Top of Excerpt to read

Surprise for New York Renters: No More Broker Fees - tempsy
https://www.nytimes.com/2020/02/05/nyregion/nyc-landlord-rental-broker-fees.html
======
dublinben
This is much needed disruption in an inefficient market. Brokers have long
gouged renters for the "service" they offer. This also provides an opportunity
for new businesses to spring up that can undercut the traditional brokers and
assist "small building owners" who are apparently incapable of "showing
apartments and finding tenants" themselves.

------
acjohnson55
Wow! The time-honored tradition of fleecing newcomers to the city has been
ended.

Broker fees are particularly awful to new arrivals, who probably are probably
going to have short tenure at their first couple apartments. A fee is more
forgivable if you can amortize it over several years.

There are some risks of how it may distort the market if fees are internalized
into market rents, but I think it's worth the risk for eliminating the huge
barrier to tenancy created by the lump sum broker payment to get a place, on
top of first month rent and security.

Bottom of Excerpt to read
Top of Data provided

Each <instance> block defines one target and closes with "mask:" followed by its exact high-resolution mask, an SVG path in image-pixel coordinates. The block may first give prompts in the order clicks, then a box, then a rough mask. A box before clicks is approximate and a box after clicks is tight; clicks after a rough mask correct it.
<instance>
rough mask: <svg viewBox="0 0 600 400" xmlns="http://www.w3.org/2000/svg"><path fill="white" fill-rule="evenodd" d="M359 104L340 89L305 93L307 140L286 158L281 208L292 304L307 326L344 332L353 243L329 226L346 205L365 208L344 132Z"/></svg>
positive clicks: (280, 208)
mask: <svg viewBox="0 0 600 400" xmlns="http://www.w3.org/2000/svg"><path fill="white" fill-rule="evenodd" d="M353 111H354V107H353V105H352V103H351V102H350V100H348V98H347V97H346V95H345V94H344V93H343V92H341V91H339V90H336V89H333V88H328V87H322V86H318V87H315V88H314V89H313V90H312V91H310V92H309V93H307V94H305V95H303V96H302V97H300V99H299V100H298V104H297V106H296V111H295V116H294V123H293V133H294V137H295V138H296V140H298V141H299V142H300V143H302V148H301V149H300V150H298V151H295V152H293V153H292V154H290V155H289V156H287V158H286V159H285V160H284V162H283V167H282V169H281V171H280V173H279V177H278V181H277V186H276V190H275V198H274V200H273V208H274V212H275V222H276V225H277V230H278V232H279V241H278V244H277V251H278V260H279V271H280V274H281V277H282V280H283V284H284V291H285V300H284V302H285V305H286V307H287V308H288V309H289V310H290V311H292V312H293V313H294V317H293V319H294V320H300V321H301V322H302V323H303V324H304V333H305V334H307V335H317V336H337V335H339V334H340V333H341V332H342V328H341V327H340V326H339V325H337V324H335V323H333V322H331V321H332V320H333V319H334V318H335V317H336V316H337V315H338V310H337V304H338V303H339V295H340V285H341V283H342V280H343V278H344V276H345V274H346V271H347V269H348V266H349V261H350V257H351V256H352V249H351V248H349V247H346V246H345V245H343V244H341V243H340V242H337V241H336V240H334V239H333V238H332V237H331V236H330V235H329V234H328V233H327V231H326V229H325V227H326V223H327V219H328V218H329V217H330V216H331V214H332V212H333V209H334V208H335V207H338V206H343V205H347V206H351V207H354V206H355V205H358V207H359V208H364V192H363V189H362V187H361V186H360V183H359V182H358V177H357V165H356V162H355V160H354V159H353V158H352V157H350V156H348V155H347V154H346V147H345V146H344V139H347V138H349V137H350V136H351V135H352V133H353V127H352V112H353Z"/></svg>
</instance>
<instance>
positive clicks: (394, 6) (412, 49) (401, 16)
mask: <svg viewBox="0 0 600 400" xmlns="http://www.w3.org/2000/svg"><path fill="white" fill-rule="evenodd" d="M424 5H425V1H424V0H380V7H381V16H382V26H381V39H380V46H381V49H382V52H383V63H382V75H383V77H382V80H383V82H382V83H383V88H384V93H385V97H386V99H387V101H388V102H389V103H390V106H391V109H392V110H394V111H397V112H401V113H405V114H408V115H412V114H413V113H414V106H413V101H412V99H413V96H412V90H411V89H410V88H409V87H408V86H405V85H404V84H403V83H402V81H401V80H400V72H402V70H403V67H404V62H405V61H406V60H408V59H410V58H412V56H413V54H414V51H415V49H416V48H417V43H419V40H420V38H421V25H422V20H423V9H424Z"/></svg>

Bottom of Data provided

■ **Assigned task 1**: In the broker fee thread, when does the second commenter say a fee is more forgivable?
■ **Assigned task 2**: Continue the forum thread about New York broker fees from its final sentence.
The stored material has nothing to do with the forum thread on New York broker fees.

■ **Exercise result 1**: When you can amortize it over several years.

■ **Exercise result 2**:
------
8bitsrule
Breaking the endless price-gouging can only help the (largely invisible) poor
... and those who are headed that way.

Something similar is well-deserved by firms charging exorbitant interest rates
for pay-day loans:

[http://pitchforkeconomics.com/episode/the-hidden-costs-of-
ba...](http://pitchforkeconomics.com/episode/the-hidden-costs-of-banking-
while-poor-with-mehrsa-baradaran-and-cate-blackford/)

------
deegles
Very happy about this. I used a broker (and paid a fee) to find an apartment
in NYC and I naively thought they would show me apartments only they had
access to. Imagine my surprise when I found out my apartment was in a no-fee
building the day I moved in...